(Exercise inputs Opens)

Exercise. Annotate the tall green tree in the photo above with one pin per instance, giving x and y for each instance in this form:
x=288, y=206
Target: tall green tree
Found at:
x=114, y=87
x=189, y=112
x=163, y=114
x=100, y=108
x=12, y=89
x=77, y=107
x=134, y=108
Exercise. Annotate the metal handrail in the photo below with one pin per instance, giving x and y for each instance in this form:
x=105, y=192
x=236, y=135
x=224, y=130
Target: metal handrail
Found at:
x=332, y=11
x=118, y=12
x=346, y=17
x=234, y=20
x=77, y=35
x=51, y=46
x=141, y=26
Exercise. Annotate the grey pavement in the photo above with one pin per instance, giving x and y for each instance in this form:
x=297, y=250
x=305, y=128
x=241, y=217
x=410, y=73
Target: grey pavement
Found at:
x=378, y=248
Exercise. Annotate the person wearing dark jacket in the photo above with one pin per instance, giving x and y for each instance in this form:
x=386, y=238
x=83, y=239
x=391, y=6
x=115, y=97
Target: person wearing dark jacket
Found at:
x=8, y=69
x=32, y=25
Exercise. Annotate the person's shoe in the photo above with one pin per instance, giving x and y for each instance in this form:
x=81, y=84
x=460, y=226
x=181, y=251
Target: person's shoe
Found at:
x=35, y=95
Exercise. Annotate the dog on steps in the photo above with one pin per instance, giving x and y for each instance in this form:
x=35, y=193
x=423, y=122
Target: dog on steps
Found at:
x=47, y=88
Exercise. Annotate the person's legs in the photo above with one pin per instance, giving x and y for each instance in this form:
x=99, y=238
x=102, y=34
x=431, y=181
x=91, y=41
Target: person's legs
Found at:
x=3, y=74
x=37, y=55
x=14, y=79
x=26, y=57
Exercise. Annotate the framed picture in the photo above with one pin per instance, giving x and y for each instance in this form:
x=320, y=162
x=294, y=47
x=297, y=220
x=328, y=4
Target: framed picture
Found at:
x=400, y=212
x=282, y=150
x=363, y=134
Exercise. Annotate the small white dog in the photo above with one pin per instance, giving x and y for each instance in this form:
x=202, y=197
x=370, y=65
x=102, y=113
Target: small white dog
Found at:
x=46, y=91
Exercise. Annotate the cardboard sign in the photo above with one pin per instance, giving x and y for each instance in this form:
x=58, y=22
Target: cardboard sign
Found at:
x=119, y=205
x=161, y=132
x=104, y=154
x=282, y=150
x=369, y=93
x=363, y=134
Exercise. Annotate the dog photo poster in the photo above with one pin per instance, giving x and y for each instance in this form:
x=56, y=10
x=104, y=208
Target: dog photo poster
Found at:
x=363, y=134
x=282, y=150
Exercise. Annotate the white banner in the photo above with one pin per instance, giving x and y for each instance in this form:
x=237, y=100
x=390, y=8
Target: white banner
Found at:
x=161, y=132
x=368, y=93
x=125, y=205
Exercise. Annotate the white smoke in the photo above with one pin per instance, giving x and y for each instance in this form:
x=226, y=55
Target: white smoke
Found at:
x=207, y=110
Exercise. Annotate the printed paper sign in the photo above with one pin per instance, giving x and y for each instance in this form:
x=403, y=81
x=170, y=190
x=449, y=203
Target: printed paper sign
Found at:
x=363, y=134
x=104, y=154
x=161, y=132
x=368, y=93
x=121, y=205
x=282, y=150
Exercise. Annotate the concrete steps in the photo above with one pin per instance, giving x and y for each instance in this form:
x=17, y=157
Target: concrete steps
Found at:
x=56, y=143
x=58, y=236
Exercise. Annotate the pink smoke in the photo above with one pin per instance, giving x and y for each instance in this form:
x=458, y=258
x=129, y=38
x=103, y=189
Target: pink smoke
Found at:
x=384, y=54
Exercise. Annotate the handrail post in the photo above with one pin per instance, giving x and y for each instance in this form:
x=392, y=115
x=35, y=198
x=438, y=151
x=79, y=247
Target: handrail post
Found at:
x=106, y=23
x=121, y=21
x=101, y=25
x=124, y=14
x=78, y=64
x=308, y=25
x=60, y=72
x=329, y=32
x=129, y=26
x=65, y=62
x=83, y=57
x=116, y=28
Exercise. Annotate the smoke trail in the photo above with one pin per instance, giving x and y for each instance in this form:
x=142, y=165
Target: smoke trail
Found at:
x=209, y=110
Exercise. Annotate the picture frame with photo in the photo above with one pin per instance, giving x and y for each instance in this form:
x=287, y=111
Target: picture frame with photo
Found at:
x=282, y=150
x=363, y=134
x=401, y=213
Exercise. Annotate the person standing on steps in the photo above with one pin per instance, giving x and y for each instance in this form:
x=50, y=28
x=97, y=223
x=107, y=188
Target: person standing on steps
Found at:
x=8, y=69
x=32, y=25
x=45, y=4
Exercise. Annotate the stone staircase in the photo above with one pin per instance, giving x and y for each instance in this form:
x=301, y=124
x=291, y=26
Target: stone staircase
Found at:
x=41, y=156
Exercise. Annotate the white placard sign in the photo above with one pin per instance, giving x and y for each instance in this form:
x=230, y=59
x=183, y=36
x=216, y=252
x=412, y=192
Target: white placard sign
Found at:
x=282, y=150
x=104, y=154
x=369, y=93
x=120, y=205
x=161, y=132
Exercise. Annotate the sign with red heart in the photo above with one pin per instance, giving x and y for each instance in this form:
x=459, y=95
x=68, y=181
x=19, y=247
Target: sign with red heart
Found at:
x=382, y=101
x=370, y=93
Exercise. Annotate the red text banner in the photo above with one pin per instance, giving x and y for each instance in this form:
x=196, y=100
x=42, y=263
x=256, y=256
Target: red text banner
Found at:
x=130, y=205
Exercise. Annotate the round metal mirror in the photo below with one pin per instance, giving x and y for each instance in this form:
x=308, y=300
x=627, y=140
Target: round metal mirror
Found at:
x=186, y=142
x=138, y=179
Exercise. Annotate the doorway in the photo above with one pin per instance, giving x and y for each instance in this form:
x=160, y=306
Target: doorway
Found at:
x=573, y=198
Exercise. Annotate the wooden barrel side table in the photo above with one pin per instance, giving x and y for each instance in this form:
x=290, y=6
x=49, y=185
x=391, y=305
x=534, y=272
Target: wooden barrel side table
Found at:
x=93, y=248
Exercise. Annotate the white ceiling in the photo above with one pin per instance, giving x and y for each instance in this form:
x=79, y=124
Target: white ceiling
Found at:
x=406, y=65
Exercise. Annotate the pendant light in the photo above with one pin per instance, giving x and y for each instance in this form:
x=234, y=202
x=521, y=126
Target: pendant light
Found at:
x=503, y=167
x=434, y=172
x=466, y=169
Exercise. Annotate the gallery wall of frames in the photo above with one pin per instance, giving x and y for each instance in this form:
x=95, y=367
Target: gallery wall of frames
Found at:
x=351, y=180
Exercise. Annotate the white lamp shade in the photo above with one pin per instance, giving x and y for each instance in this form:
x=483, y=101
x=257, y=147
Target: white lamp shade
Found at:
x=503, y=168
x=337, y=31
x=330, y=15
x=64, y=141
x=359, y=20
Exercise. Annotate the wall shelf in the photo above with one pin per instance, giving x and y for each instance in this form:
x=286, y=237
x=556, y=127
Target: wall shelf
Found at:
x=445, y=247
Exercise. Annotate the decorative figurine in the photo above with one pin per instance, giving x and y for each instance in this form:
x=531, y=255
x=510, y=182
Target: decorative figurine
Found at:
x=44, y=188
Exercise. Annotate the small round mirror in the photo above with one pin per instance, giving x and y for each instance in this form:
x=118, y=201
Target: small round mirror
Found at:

(Exercise inputs Closes)

What is expected ->
Repeat each of the entries exactly as written.

Response to this exercise ->
Exercise. Annotate the tall green tree in the photo above with one pin per instance, giving x and y for each instance in this form:
x=288, y=206
Target: tall green tree
Found at:
x=114, y=87
x=189, y=112
x=163, y=114
x=100, y=108
x=12, y=89
x=77, y=107
x=134, y=108
Exercise. Annotate the metal handrail in the photo below with one pin per instance, giving x and y for each instance in this form:
x=105, y=192
x=236, y=135
x=224, y=130
Target: metal handrail
Found at:
x=332, y=11
x=118, y=12
x=346, y=17
x=234, y=20
x=77, y=35
x=51, y=46
x=141, y=26
Exercise. Annotate the grey pavement in the photo above with one pin per instance, giving x and y for each instance in this form:
x=297, y=250
x=305, y=128
x=241, y=217
x=410, y=73
Target: grey pavement
Found at:
x=378, y=248
Exercise. Annotate the person wearing dark jacket in the photo above with one pin per instance, giving x and y for each instance in this form:
x=386, y=238
x=83, y=239
x=391, y=6
x=115, y=97
Target: person wearing dark jacket
Found at:
x=8, y=69
x=32, y=25
Exercise. Annotate the person's shoe in the photo above with one pin per instance, giving x and y for each instance in this form:
x=81, y=84
x=460, y=226
x=181, y=251
Target: person's shoe
Found at:
x=35, y=95
Exercise. Annotate the dog on steps in the photo above with one pin per instance, giving x and y for each instance in this form:
x=35, y=193
x=423, y=122
Target: dog on steps
Found at:
x=47, y=88
Exercise. Annotate the person's legs in the photo above with one pin per instance, giving x and y for each instance in this form:
x=99, y=238
x=102, y=34
x=431, y=181
x=91, y=41
Target: person's legs
Found at:
x=3, y=74
x=37, y=55
x=14, y=79
x=26, y=57
Exercise. Annotate the framed picture in the photo above with one pin per instance, giving x and y for each instance in this form:
x=320, y=162
x=294, y=47
x=297, y=220
x=328, y=4
Target: framed picture
Found at:
x=400, y=212
x=282, y=150
x=363, y=134
Exercise. Annotate the small white dog in the photo above with one pin per instance, giving x and y for each instance in this form:
x=202, y=197
x=370, y=65
x=102, y=113
Target: small white dog
Found at:
x=46, y=91
Exercise. Annotate the cardboard sign in the photo above with one pin per instance, giving x and y for each instance in this form:
x=58, y=22
Target: cardboard sign
Found at:
x=119, y=205
x=161, y=132
x=104, y=154
x=282, y=150
x=369, y=93
x=363, y=134
Exercise. Annotate the dog photo poster in the photo above with one pin per instance, giving x and y for each instance in this form:
x=56, y=10
x=104, y=208
Target: dog photo poster
Found at:
x=363, y=134
x=282, y=150
Exercise. Annotate the white banner in the photo above with one pin per instance, giving x and y for each instance in this form:
x=237, y=100
x=390, y=8
Target: white banner
Found at:
x=161, y=132
x=368, y=93
x=125, y=205
Exercise. Annotate the white smoke in the photo above with one pin per instance, giving x and y for each instance in this form:
x=226, y=55
Target: white smoke
Found at:
x=207, y=110
Exercise. Annotate the printed paper sign in the photo above with one pin per instance, giving x and y for each instance in this form:
x=403, y=81
x=170, y=190
x=449, y=203
Target: printed paper sign
Found at:
x=363, y=134
x=104, y=154
x=161, y=132
x=368, y=93
x=121, y=205
x=282, y=150
Exercise. Annotate the concrete steps in the photo above with one pin per instance, giving x and y for each instance in this form:
x=17, y=157
Target: concrete steps
Found at:
x=56, y=143
x=58, y=236
Exercise. Annotate the pink smoke in the photo above with one pin per instance, giving x and y for each instance in this form:
x=458, y=258
x=129, y=38
x=103, y=189
Target: pink smoke
Found at:
x=384, y=54
Exercise. Annotate the handrail post in the photo above with one pin per instance, giving x and y for each instance in this form:
x=392, y=115
x=35, y=198
x=438, y=151
x=79, y=247
Target: handrail post
Found at:
x=106, y=23
x=121, y=21
x=101, y=25
x=124, y=14
x=78, y=64
x=308, y=25
x=60, y=72
x=329, y=32
x=129, y=26
x=65, y=62
x=83, y=57
x=116, y=28
Exercise. Annotate the smoke trail in the photo above with one pin per instance, giving x and y for each instance in this form:
x=142, y=165
Target: smoke trail
Found at:
x=209, y=110
Exercise. Annotate the picture frame with photo in the photo above with one pin per instance, giving x and y for each instance in this form:
x=287, y=111
Target: picture frame with photo
Found at:
x=282, y=150
x=363, y=134
x=401, y=213
Exercise. Annotate the person standing on steps in the photo above with one pin per instance, giving x and y for each instance in this form:
x=50, y=28
x=97, y=223
x=107, y=188
Target: person standing on steps
Found at:
x=8, y=69
x=32, y=25
x=45, y=4
Exercise. Annotate the stone staircase in the photo above with one pin per instance, giving x and y for each instance in this form:
x=301, y=124
x=291, y=26
Target: stone staircase
Found at:
x=41, y=156
Exercise. Annotate the white placard sign in the photo above with one pin per instance, giving x and y for each instance in this form:
x=230, y=59
x=183, y=36
x=216, y=252
x=412, y=192
Target: white placard sign
Found at:
x=282, y=150
x=104, y=154
x=369, y=93
x=120, y=205
x=161, y=132
Exercise. Annotate the sign with red heart in the photo above with one pin per instance, giving x and y for each instance in this form:
x=459, y=95
x=68, y=181
x=19, y=247
Target: sign with red heart
Found at:
x=382, y=101
x=370, y=93
Exercise. Annotate the red text banner in the photo above with one pin per instance, giving x and y for each instance in this form:
x=196, y=100
x=42, y=263
x=256, y=256
Target: red text banner
Found at:
x=130, y=205
Exercise. Annotate the round metal mirror in the photo below with one pin per instance, giving x and y for each instance in this form:
x=308, y=300
x=627, y=140
Target: round metal mirror
Found at:
x=186, y=142
x=138, y=179
Exercise. Annotate the doorway in the photo above with one pin per instance, giving x and y for each instance in this form:
x=160, y=306
Target: doorway
Found at:
x=573, y=198
Exercise. Annotate the wooden barrel side table in the photo above with one pin per instance, giving x and y for each instance in this form:
x=290, y=6
x=49, y=185
x=391, y=305
x=534, y=272
Target: wooden barrel side table
Found at:
x=93, y=248
Exercise. Annotate the white ceiling in the photo above with one pin per instance, giving x and y for each instance in this form:
x=79, y=124
Target: white ceiling
Found at:
x=406, y=65
Exercise. Annotate the pendant light in the photo above with one pin per instance, giving x and y for each instance in this form:
x=234, y=202
x=521, y=126
Target: pendant light
Found at:
x=503, y=167
x=434, y=172
x=466, y=169
Exercise. Annotate the gallery wall of frames in the photo above with one pin per instance, giving x and y for each instance in this form:
x=95, y=367
Target: gallery wall of frames
Found at:
x=351, y=180
Exercise. Annotate the white lamp shade in the photo above with one pin per instance, giving x and y for each instance in this form:
x=483, y=101
x=257, y=147
Target: white lamp shade
Found at:
x=503, y=168
x=337, y=31
x=330, y=15
x=64, y=141
x=359, y=20
Exercise. Annotate the wall shelf in the photo above with one pin per instance, giving x and y for each instance in this form:
x=286, y=237
x=556, y=127
Target: wall shelf
Found at:
x=445, y=247
Exercise. Annotate the decorative figurine in the photo above with one pin per instance, giving x and y for each instance in this form:
x=531, y=255
x=510, y=182
Target: decorative figurine
Found at:
x=44, y=188
Exercise. Annotate the small round mirror in the photo above with one pin per instance, giving x and y for each instance in this form:
x=118, y=201
Target: small round mirror
Found at:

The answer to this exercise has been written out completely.